▶ [O teu objetivo]: Reproduz sem alterações, no texto sobre a Adega da Tia Matilde, tudo desde "Não sei se precisei" até "E assim parecia.".

▶ [Excerto escolhido]:
□ □ □ □

A história
que Lula da Silva
nunca esquecerá
Sempre que leio notícias acerca da Adega da Tia Matilde é Eusébio quem
ocupa o centro do palco – porque quase todos os dias ali almoça, porque o
faz há meio século, porque gosta de lampreia, peixe fresco ou
caldeirada, porque isto e aquilo.
Curioso, a mim acontece-me
exactamente o contrário: ao ver Eusébio é de Emílio Andrade Júnior que
me lembro, o Tio Emílio da história que agora lhe conto.
Continua
a controlar travessas, mesas e sensibilidades. Fá-lo com sabedoria e
tranquilidade, como acontece apenas com os homens de contas realmente
saldadas – muitos lhe dizem isso, o próprio Lula da Silva afirmou-o da
última vez que esteve em Lisboa… Perguntou-lhe pelo segredo da sua
longevidade, pediu-lhe para lhe contar da vida de sua mãe, a Tia
Matilde.
Emílio começou por evitar contá-la. Apesar de tudo não
era coisa que se pudesse fazer sem perder algum tempo, minutos que os
políticos nunca ou raramente têm. Lula foi diferente e tornou o negócio
simples: «Sei que não está na carta, mas se o Senhor Emílio me arranjar
um bom bacalhau à Brás terei todo o interesse em ouvir a história de sua
mãe, demore o tempo que demorar».
Não sei se precisei do tempo
de Lula para ficar a conhecer a Tia Matilde. E também não sei como está o
seu para agora a ouvir da minha boca… Posso tentar, julgo que valerá a
pena.
Tudo começou com cores de vida: Matilde juntou-se cedo com
um homem que falava no sonho de serem independentes. E assim parecia.
Abriram a sua primeira casa de pasto, onde preparavam o mata-bicho
popular entre os que trabalhavam nos caminhos-de-ferro, na descarga da
batata e do carvão, na venda de jogo e nos pedreiros da calçada e
empregados fabris. Emílio tinha cinco anos e aos 12 já os pais estavam
estabelecidos no sítio onde ainda hoje está.
Relação difícil a
dos pais. Matilde e o pequeno Emílio sofreram muito com o homem da casa –
tornou-se uma verdadeira obsessão, para um e para outro, encontrar
solução para que o sonho do passado pudesse sobreviver. A mãe foi-se
fragilizando e na cabeça de Emílio tornou-se claro que teria de
encontrar, o quanto antes, uma mulher que o amparasse e pudesse ajudá-lo
a manter a taberna pela qual Matilde tanto sofrera.

□ □ □ □

▶ [Registos fornecidos]:
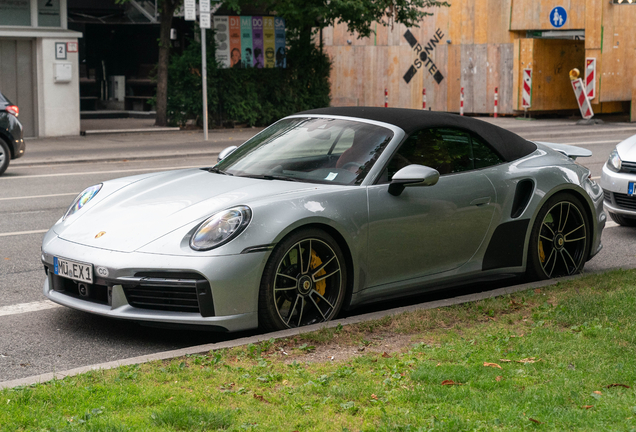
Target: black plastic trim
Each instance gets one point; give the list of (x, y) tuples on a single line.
[(506, 245)]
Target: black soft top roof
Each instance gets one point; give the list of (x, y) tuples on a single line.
[(509, 145)]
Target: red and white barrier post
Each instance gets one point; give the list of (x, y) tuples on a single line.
[(590, 77), (496, 100), (581, 95), (526, 98)]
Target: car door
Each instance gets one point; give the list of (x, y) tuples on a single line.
[(430, 229)]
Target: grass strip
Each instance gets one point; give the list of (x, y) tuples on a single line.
[(559, 358)]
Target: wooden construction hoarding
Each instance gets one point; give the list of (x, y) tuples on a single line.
[(485, 44)]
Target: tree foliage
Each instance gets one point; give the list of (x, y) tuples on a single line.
[(358, 15), (250, 96)]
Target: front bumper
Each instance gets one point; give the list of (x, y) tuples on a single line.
[(615, 188), (219, 291)]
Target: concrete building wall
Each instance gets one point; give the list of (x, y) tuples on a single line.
[(58, 102), (54, 109)]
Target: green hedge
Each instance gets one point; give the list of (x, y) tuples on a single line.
[(251, 96)]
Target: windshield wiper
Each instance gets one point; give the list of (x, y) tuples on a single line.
[(218, 171), (272, 177)]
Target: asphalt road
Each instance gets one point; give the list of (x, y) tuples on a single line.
[(35, 192)]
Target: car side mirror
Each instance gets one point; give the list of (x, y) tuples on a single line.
[(226, 152), (413, 175)]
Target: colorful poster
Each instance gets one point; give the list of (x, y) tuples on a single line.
[(281, 53), (246, 41), (221, 37), (269, 42), (235, 42), (257, 41)]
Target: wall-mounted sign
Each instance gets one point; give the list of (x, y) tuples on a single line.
[(49, 13), (423, 56), (15, 12), (558, 17), (250, 41), (60, 50)]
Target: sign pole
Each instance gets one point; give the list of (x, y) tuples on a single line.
[(204, 76), (204, 23)]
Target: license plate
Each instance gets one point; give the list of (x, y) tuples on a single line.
[(73, 270)]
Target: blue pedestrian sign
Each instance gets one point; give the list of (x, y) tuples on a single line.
[(558, 17)]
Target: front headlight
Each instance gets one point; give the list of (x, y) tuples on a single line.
[(614, 161), (220, 228), (82, 199)]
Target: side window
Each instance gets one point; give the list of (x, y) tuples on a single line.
[(483, 155), (344, 142), (445, 149)]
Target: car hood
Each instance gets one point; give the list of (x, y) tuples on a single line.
[(147, 209), (627, 149)]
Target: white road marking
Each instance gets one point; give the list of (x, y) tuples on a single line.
[(27, 307), (39, 196), (592, 131), (99, 172), (22, 233), (592, 142)]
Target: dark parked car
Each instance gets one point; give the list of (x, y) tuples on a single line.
[(11, 141)]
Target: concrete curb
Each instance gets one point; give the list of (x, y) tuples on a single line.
[(141, 130), (281, 334), (118, 159)]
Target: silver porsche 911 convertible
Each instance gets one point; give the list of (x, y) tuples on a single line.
[(324, 210)]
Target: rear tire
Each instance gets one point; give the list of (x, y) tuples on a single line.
[(5, 156), (622, 220), (304, 281), (560, 239)]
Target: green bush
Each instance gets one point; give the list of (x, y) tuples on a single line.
[(251, 96)]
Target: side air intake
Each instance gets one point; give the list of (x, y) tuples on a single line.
[(522, 197)]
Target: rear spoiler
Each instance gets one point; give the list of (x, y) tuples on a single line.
[(570, 151)]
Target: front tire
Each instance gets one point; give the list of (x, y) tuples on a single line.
[(304, 281), (560, 238), (5, 156)]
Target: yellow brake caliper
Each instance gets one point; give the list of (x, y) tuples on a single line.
[(315, 263)]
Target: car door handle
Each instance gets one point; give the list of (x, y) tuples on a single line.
[(480, 201)]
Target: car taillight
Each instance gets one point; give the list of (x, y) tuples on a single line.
[(12, 109)]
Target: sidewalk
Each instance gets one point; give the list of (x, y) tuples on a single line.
[(187, 143)]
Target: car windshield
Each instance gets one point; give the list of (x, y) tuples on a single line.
[(315, 150)]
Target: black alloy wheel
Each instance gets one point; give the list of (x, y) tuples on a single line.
[(560, 238), (304, 281)]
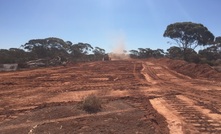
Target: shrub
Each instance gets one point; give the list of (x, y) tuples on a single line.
[(91, 104)]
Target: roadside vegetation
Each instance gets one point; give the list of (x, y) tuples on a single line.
[(91, 104), (185, 36)]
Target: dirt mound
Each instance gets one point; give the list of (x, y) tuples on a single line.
[(190, 69)]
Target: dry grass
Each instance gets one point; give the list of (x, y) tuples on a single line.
[(91, 104)]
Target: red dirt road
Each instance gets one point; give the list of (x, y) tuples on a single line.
[(137, 97)]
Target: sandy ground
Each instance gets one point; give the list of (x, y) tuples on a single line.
[(138, 97)]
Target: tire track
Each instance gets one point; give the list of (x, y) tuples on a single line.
[(199, 121)]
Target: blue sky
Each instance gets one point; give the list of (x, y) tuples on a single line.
[(103, 23)]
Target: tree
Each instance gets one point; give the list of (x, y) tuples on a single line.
[(134, 53), (174, 52), (189, 35), (80, 49), (98, 51), (218, 44), (48, 47)]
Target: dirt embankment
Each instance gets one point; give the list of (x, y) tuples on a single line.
[(191, 69)]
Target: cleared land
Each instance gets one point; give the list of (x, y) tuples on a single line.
[(138, 96)]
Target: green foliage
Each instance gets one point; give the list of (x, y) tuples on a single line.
[(146, 53), (189, 35), (91, 104)]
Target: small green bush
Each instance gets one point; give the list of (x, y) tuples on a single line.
[(91, 104)]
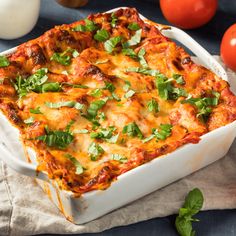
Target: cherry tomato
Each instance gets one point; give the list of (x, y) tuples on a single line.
[(188, 14), (228, 47)]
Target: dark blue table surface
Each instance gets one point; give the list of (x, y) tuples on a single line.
[(212, 223)]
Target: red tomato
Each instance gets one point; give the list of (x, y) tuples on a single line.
[(188, 14), (228, 47)]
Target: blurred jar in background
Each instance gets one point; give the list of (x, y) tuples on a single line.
[(72, 3), (17, 17)]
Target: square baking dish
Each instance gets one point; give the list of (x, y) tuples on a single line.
[(164, 170)]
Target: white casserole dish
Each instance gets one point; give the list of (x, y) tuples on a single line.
[(136, 182)]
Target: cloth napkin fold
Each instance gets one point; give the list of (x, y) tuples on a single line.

□ □ □ □

▶ [Exercício feito]:
Não sei se precisei do tempo
de Lula para ficar a conhecer a Tia Matilde. E também não sei como está o
seu para agora a ouvir da minha boca… Posso tentar, julgo que valerá a
pena.
Tudo começou com cores de vida: Matilde juntou-se cedo com
um homem que falava no sonho de serem independentes. E assim parecia.